EXERCICE. Ajoutez 145 à chaque coordonnée des réponses dans les lignes des items, en commençant par la ligne qui contient « Kindly put a point on every instance of the red suede » et en terminant par la dernière ligne des items. Redonnez ensuite toutes ces lignes, consignes comprises, sans les images.

ITEMS FOURNIS.
——
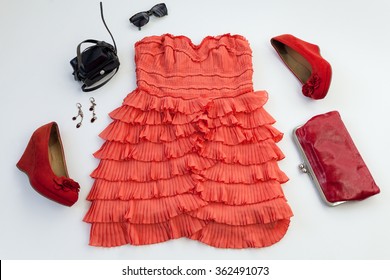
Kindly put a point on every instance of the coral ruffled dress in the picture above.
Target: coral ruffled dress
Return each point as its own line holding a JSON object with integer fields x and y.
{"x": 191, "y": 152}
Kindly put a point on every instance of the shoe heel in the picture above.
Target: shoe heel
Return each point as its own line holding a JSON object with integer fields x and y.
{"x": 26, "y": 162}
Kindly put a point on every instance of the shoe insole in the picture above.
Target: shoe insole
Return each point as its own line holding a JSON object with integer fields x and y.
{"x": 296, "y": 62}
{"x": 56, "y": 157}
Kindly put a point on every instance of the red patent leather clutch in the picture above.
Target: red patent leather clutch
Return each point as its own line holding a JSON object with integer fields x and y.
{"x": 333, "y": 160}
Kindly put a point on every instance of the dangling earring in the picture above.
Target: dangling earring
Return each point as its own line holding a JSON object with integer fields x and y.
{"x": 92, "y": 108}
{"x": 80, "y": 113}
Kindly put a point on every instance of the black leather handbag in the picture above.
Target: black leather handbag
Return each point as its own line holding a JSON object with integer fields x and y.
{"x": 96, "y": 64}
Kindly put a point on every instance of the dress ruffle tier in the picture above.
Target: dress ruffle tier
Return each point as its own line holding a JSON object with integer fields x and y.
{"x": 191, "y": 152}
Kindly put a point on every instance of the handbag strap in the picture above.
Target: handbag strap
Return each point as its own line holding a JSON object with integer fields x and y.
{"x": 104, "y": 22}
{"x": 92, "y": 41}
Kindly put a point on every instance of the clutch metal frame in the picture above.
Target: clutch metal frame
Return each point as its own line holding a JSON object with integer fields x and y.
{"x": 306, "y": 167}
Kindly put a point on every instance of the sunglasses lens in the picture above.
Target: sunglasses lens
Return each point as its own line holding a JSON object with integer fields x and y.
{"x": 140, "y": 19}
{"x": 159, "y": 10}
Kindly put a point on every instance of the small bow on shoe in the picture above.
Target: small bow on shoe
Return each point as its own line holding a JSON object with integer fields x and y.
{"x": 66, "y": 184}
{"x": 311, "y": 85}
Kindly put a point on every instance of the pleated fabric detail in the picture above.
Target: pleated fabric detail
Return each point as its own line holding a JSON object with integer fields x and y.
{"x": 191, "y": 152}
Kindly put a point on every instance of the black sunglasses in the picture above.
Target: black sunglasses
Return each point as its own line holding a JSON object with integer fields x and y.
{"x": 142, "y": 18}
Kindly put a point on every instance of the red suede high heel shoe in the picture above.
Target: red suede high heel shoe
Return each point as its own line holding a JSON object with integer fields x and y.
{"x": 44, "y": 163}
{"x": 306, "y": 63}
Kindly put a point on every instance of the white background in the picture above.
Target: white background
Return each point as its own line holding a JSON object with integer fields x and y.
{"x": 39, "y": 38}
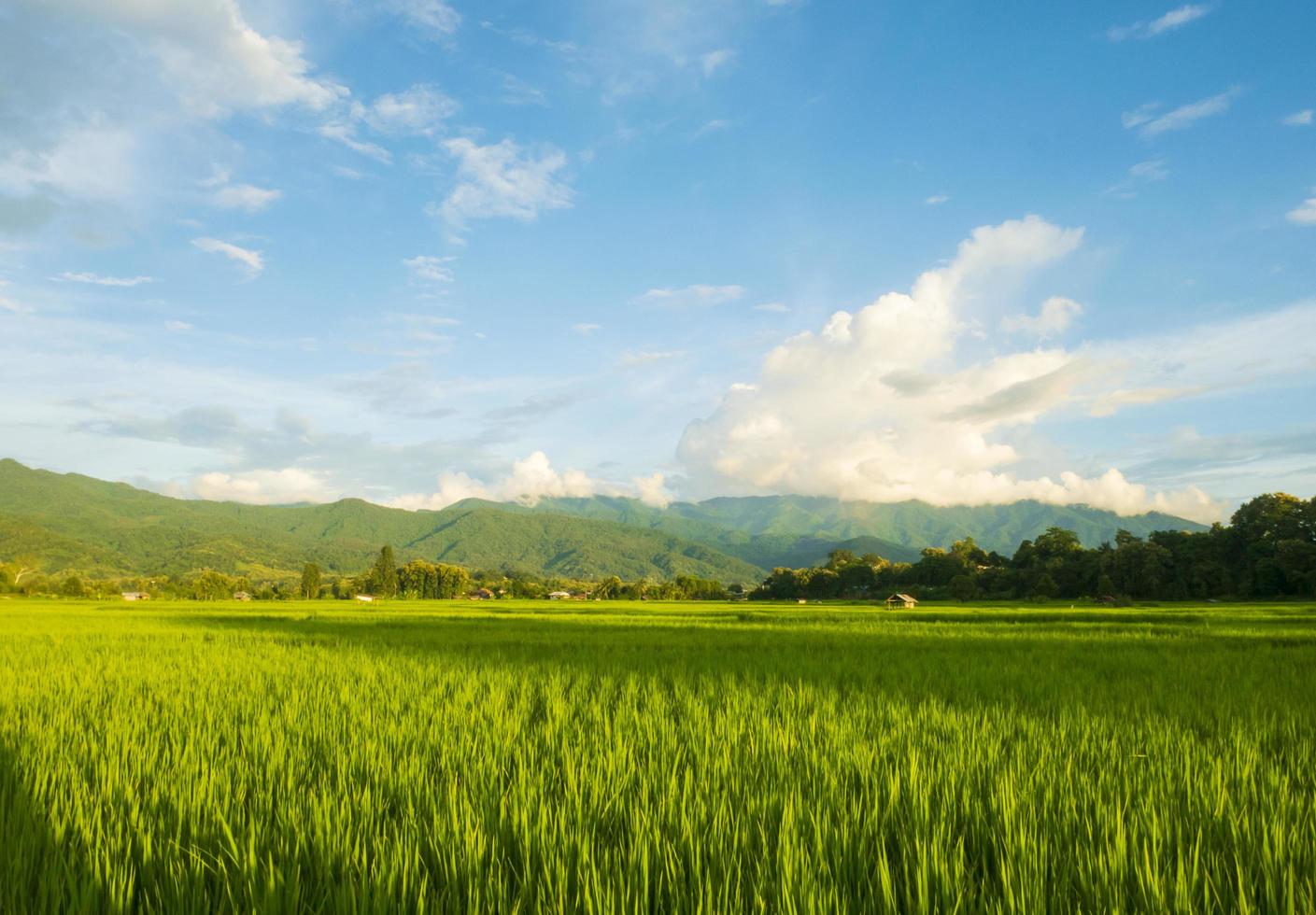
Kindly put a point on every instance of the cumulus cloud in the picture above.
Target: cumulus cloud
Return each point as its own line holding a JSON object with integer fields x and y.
——
RÉSULTAT ATTENDU.
Kindly put a point on every instance of the red suede high heel shoe in the picture above.
Target: red suede high heel shoe
Return each point as its own line holding a JSON object with integer fields x and y.
{"x": 189, "y": 308}
{"x": 451, "y": 208}
Kindly put a point on every instance of the white background in the picture above.
Target: white background
Return each point as its own line holding a JSON object with integer fields x and y.
{"x": 184, "y": 183}
Kindly put a point on every instance of the cumulus cloud in the picture above.
Target: cumulus cloud
Return each point as its own line holding a JSON object with integer fields x and y.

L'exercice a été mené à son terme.